##### Texte source #####

A Curaçao, le métissage est plus marqué qu’à Grenade, même si les blancs sont surtout en version « blonds aux yeux bleus », que les mauvais esprits (comme Philippe), appellent les flamands roses, bien qu’il existe dans le nord de l’île, une vraie population de flamands. La langue officielle est le hollandais, mais les gens parlent aussi et surtout le papiamento, mélange de hollandais, d’anglais, d’espagnol, et de portugais. Connaître ces quatre langues, c’est avoir quatre fois plus de chance de tomber à côté du bon mot ! Après une halte au marché flottant vénézuélien pour refaire le plein de fruits et de légumes, nous reprenons le bus non sans avoir repéré un genre de cantine ouvrière dans l’ancienne halle du marché, dans laquelle nous reviendrons manger quelques jours plus tard avec nos amis d’Harpo. C’est à la bonne franquette : d’un côté de la halle, des dames qui s’affairent en cuisine derrière des comptoirs, et de l’autre, des tables en bois démarquées par la couleur des toiles cirées, et des bancs où poser ses fesses pour manger une assiette repas.

#####

Répondez aux questions suivantes à partir du texte sur Curaçao :
(a) Quelle est la langue officielle de l'île ?
(b) De quelles langues le papiamento est-il un mélange ?
(c) Où s'arrête-t-on pour refaire le plein de fruits et de légumes ?

##### Données fournies #####

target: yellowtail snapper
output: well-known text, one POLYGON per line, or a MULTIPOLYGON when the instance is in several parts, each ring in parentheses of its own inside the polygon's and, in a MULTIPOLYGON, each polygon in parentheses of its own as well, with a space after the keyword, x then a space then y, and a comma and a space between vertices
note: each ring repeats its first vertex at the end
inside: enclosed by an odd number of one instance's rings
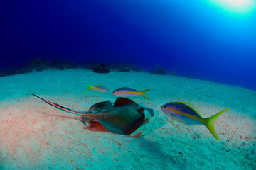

#####

| Résultat obtenu |
(a) Le hollandais.
(b) Du hollandais, de l'anglais, de l'espagnol et du portugais.
(c) Au marché flottant vénézuélien.